SOURCE RECORDS
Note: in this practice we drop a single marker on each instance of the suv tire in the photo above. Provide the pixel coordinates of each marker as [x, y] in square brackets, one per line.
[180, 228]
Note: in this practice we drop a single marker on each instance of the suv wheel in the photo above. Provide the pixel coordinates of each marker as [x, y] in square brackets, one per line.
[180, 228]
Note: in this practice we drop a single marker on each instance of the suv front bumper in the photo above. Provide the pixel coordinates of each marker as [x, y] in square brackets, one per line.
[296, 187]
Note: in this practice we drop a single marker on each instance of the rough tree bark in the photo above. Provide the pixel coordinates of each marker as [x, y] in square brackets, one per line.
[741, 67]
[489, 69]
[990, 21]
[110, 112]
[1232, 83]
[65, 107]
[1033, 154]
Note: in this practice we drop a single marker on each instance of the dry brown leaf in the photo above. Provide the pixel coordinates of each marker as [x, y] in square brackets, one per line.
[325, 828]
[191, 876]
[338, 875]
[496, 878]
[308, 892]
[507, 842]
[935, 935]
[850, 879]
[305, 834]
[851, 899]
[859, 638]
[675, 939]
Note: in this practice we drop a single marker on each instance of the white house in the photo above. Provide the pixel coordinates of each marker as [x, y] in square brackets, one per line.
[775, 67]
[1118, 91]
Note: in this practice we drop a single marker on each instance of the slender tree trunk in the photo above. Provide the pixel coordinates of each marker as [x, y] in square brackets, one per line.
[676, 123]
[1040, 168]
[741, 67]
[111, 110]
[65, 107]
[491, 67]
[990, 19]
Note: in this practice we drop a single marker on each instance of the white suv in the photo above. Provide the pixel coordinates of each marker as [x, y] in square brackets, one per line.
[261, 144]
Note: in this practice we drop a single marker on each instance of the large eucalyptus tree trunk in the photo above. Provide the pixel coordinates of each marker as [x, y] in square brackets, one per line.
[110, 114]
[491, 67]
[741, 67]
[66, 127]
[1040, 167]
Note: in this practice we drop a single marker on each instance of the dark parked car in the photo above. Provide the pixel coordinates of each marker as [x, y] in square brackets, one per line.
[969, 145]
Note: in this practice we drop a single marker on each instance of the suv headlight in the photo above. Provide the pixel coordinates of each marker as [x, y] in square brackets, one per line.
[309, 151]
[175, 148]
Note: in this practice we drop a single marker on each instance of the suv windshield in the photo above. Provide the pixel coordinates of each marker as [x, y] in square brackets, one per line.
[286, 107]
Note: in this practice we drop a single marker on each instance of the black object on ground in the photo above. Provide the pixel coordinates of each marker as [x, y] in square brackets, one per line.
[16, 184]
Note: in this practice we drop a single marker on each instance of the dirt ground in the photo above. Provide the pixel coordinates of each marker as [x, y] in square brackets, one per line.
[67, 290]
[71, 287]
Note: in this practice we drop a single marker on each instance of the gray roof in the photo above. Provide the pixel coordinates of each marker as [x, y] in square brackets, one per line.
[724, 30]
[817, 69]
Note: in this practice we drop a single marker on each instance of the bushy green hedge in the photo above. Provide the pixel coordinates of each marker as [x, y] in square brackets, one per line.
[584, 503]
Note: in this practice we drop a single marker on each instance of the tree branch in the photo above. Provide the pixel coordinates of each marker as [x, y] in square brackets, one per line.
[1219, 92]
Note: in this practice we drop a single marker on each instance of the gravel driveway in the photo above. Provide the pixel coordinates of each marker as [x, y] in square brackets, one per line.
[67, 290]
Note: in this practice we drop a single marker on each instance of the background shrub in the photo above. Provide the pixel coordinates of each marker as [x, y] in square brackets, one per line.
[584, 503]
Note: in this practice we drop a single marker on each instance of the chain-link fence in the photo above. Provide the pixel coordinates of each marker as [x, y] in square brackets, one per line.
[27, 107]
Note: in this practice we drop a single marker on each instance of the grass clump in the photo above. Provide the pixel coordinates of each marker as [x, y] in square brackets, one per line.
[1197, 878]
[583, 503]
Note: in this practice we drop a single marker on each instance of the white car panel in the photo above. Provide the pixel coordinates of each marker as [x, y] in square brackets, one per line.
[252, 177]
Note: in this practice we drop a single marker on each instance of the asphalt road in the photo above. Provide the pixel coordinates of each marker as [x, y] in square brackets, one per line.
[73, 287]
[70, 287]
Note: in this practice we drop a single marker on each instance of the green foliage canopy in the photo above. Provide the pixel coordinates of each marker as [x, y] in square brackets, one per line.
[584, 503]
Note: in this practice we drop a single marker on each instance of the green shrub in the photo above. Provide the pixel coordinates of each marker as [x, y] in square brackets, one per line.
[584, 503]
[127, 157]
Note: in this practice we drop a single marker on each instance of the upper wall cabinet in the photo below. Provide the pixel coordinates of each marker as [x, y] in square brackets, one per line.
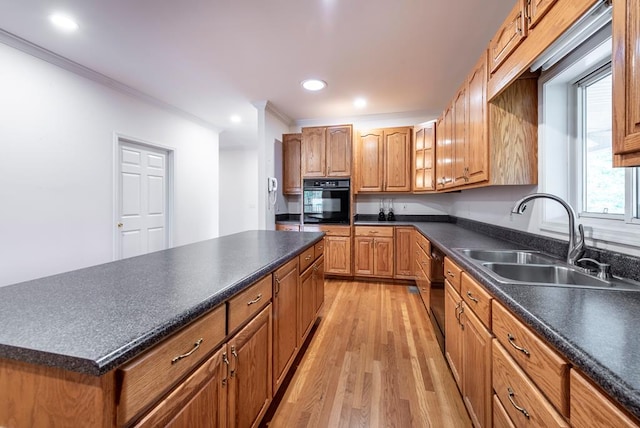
[326, 151]
[626, 83]
[424, 151]
[383, 160]
[509, 35]
[531, 27]
[536, 9]
[483, 144]
[291, 175]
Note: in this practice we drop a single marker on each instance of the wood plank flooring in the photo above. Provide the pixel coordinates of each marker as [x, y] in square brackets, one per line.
[373, 361]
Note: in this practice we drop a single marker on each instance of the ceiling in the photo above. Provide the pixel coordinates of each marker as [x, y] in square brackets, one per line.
[216, 58]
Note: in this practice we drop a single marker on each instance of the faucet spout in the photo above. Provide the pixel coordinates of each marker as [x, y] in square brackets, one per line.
[576, 240]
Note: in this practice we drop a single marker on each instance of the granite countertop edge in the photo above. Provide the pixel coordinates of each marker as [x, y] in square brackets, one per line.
[112, 360]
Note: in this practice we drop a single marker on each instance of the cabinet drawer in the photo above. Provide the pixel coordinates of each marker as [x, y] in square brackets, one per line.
[306, 258]
[150, 375]
[423, 243]
[524, 403]
[374, 231]
[452, 273]
[243, 306]
[477, 298]
[319, 249]
[336, 230]
[599, 412]
[547, 369]
[501, 418]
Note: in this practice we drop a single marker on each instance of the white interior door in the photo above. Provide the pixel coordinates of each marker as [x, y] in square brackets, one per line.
[143, 196]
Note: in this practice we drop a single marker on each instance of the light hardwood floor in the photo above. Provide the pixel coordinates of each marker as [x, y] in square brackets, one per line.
[373, 361]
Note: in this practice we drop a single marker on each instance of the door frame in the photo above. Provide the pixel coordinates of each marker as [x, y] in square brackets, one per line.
[118, 140]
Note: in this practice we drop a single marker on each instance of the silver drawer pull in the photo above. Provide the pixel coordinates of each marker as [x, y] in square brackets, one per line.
[195, 348]
[470, 296]
[256, 300]
[513, 403]
[519, 348]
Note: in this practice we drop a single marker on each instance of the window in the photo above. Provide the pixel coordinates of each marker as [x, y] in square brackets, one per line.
[603, 187]
[575, 147]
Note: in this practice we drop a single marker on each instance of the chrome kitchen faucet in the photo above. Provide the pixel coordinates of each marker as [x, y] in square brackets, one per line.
[576, 246]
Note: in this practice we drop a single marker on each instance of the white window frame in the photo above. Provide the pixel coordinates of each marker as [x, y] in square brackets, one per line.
[559, 151]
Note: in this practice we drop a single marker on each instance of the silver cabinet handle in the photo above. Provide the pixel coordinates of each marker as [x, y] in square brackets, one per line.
[519, 348]
[513, 403]
[470, 296]
[256, 300]
[194, 349]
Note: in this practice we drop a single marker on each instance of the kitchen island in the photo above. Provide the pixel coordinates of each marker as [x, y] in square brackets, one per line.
[76, 329]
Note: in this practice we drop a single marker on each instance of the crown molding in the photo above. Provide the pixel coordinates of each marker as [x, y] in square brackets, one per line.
[39, 52]
[419, 116]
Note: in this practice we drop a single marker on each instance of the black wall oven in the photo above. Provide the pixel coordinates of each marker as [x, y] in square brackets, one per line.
[325, 201]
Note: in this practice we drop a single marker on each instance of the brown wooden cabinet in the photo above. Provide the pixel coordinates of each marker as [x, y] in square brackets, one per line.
[459, 144]
[285, 333]
[397, 159]
[250, 364]
[444, 149]
[509, 36]
[403, 259]
[626, 83]
[523, 401]
[200, 400]
[369, 156]
[476, 151]
[383, 160]
[536, 9]
[291, 172]
[424, 155]
[453, 332]
[318, 283]
[326, 151]
[468, 350]
[337, 248]
[373, 251]
[476, 368]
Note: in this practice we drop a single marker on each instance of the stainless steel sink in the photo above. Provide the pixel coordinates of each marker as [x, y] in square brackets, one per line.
[554, 275]
[547, 274]
[533, 268]
[507, 256]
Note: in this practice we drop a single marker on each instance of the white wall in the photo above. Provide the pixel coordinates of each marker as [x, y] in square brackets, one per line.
[238, 190]
[56, 167]
[271, 126]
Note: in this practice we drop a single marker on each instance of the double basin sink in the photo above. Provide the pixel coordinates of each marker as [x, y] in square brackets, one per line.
[533, 268]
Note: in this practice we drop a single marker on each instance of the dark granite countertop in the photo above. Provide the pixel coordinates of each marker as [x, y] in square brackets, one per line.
[93, 320]
[596, 330]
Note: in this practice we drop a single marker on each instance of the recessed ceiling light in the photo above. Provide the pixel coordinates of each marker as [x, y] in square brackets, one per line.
[313, 84]
[63, 22]
[360, 102]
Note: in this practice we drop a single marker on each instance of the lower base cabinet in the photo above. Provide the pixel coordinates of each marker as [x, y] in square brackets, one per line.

TASK PROMPT
Print exactly the lines above, starting at the line that contains "the black wall" and ending with the last line of the records, both included.

WRITTEN RESPONSE
Note: in this practice we drop a single marker on each instance of the black wall oven in the photo above. Provide the pixel coordinates of each marker as [x, y] in square brackets, one per line.
[325, 201]
Note: in this practice we drop a single marker on each instance of the brown wooden cabinet in the photo above. Provide the pixel coordinates of each marker as [x, y] in square brackets, one per line.
[459, 144]
[285, 333]
[397, 159]
[250, 364]
[444, 149]
[509, 36]
[403, 259]
[626, 83]
[523, 401]
[200, 400]
[369, 156]
[476, 151]
[383, 160]
[536, 9]
[291, 172]
[424, 155]
[453, 332]
[318, 283]
[326, 151]
[468, 350]
[337, 248]
[373, 251]
[476, 368]
Note: in this practice we drop a single marker on each instance of the stainless steel sink in the photo above. Provide the pixel coordinates of each marker as [x, y] in square brackets, one per line.
[554, 275]
[547, 274]
[533, 268]
[507, 256]
Note: in this practice we drop a single marker on each instance of the white wall in the photo above. Provide the pixel coordinates of each marker as [x, y] in square brackets, one per line.
[238, 190]
[56, 167]
[271, 126]
Note: in this practice we drop a single marker on each instance of the double basin sink in the photo above. Provide the pixel coordinates of each marker as [x, y] in square brackets, one per line.
[533, 268]
Note: in this practice we drop a single marker on each instance of the dark granite countertop in the photo above. Provide the pixel coordinates of each marker as [x, y] in square brackets, one per line.
[93, 320]
[596, 330]
Note: in this practice we drop a single marker on each instance of the recessed ceiling light in the photo above. Provide the pixel coordinates of each marker as [x, y] in square brackets, one per line.
[313, 84]
[63, 22]
[360, 102]
Note: in this practice we drop a single marker on each instance of the lower base cabinet in the photo above. Provide the pixel coordinates of each marker as [x, y] in square brackets, one per line.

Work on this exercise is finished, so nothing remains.